*Tasks for this exercise*.
A) In the article on silencing brain cells with yellow light, what protein does the halorhodopsin gene code for in the bacterium?
B) Carry the article on silencing brain cells with yellow light forward from its final paragraph.

Scientists invent way to reversibly silence brain cells using pulses of yellow light

Scientists at the MIT Media Lab have invented a way to reversibly silence brain cells using pulses of yellow light, offering the prospect of controlling the haywire neuron activity that occurs in diseases such as epilepsy and Parkinson's disease.

Such diseases often must be treated by removing neurons that fire incorrectly. The new MIT research could lead to the development of optical brain prosthetics to control neurons, eliminating the need for irreversible surgery.

"In the future, controlling the activity patterns of neurons may enable very specific treatments for neurological and psychiatric diseases, with few or no side effects," said Edward Boyden, assistant professor in the Program in Media Arts and Sciences and leader of the Media Lab's new Neuroengineering and Neuromedia Group.

Boyden and Media Lab research affiliate Xue Han published their results in the March 21 issue of the online journal Public Library of Science ONE (PLOS One).

The work takes advantage of a gene called halorhodopsin found in a bacterium that grows in extremely salty water, such as the Great Salt Lake in Utah. In the bacterium, Natronomas pharaonis, the gene codes for a protein that serves as a light-activated chloride pump, which helps the bacterium make energy.

When neurons are engineered to express the halorhodopsin gene, the researchers can inhibit their activity by shining yellow light on them. Light activates the chloride pumps, which drive chloride ions into the neurons, lowering their voltage and silencing their firing.

That inhibitory effect may be extremely useful in dealing with diseases caused by out-of-control neuron firing, said Boyden. "In such diseases, inhibition is more direct than excitation, because you can shut down neural circuits that are behaving erratically," he said.

Many epilepsy patients have implanted electrodes that periodically give their brains an electric jolt, acting as a defibrillator to shut down overactive neurons. This new research opens up the possibility of an optical implant that could do the same thing, using light instead of electricity. The Media Lab neuroengineering group plans to start studying such devices in transgenic mice this year.

*Input data*.
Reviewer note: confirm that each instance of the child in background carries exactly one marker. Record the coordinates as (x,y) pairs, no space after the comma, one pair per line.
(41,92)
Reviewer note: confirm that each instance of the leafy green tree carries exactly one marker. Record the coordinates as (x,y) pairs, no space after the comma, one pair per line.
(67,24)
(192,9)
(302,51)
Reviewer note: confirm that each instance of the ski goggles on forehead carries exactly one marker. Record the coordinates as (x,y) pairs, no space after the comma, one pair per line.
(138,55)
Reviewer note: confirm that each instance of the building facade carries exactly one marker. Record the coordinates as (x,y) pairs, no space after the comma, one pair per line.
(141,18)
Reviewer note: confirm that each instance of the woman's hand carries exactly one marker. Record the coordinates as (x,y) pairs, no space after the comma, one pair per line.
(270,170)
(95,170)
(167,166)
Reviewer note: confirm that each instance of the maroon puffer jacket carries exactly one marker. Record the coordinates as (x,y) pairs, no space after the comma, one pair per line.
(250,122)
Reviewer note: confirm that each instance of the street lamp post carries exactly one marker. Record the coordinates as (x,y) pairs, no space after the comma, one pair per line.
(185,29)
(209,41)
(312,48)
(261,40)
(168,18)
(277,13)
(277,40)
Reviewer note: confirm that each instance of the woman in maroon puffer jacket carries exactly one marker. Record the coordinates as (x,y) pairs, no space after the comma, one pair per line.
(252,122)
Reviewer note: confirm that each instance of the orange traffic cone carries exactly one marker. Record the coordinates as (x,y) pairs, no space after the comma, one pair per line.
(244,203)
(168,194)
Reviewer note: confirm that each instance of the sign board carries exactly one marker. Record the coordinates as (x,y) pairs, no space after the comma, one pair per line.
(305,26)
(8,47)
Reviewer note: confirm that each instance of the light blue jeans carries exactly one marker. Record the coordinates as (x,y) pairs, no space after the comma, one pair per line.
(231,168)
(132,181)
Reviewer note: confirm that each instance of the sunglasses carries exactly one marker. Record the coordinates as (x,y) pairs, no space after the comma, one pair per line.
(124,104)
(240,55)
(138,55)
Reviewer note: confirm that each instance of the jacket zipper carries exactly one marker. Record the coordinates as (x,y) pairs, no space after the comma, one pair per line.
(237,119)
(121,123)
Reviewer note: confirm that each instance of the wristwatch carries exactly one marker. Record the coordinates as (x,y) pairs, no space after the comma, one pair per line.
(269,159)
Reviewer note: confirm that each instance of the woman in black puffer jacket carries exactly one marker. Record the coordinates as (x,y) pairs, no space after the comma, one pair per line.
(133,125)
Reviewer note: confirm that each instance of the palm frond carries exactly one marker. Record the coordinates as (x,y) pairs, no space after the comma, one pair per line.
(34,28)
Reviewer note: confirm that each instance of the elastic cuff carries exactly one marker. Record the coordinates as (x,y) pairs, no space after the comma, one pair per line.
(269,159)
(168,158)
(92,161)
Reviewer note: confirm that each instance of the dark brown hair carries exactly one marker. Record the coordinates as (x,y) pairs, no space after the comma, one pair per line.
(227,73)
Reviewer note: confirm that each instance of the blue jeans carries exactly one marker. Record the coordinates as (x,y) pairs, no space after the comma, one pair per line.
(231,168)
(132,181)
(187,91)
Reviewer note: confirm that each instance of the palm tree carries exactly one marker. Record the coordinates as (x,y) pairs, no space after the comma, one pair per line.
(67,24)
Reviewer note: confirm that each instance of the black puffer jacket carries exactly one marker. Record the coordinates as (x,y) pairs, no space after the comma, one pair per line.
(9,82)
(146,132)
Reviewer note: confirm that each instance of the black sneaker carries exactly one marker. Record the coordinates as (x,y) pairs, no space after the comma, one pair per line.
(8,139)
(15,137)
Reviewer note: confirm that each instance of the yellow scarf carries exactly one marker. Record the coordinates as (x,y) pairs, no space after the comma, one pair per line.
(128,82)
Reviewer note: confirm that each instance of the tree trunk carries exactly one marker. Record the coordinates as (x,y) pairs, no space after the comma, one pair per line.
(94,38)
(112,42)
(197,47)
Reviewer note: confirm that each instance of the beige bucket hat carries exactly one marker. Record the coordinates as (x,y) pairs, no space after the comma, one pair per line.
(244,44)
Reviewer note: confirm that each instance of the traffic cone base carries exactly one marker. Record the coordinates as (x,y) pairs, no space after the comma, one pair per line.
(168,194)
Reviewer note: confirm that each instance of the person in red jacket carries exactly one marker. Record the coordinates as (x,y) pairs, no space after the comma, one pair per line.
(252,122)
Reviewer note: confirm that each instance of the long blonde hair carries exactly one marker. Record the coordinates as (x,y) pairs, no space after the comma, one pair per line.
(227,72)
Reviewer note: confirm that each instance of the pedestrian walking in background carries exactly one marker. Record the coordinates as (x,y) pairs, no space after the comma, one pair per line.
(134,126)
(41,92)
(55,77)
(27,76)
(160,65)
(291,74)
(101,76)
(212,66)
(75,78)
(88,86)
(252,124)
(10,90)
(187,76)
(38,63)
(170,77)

*Responses*.
A) A light-activated chloride pump that helps the bacterium make energy.

B)
The group also plans to use the new method to study neural circuits. Last year, Boyden devised a technique to stimulate neurons by shining blue light on them, so with blue and yellow light the researchers can now exert exquisite control over the stimulation and inhibition of individual neurons.

Learning more about the neural circuits involved in epilepsy could help scientists develop devices that can predict when a seizure is about to occur, allowing treatment (either shock or light) to be administered only when necessary, Boyden said.

The technique also offers a way to study other brain diseases, as well as normal brain circuitry, offering insight into which brain regions and neurons contribute to specific behaviors or pathological states, Boyden said.

The halorhodopsin gene was originally discovered in the 1980s, but Boyden didn't think its full potential had been explored. The protein expressed by the gene turned out to have exactly the right characteristics to make it useful in neuron inhibition.

"Often if you are patient and think carefully about what you want to do, you can find a molecule that is very close to what you want, and with a little bit of luck it will turn out to work," Boyden said.

The halorhodopsin work is one of the first projects from the Media Lab Neuroengineering and Neuromedia Group, which was formed about six months ago to enhance the Media Lab's study of the brain-body relationship.

"The Media Lab has always been interested in studying the interface between people and the world," Boyden said, "but now people are getting interested in the interface between bodies and brains in the world."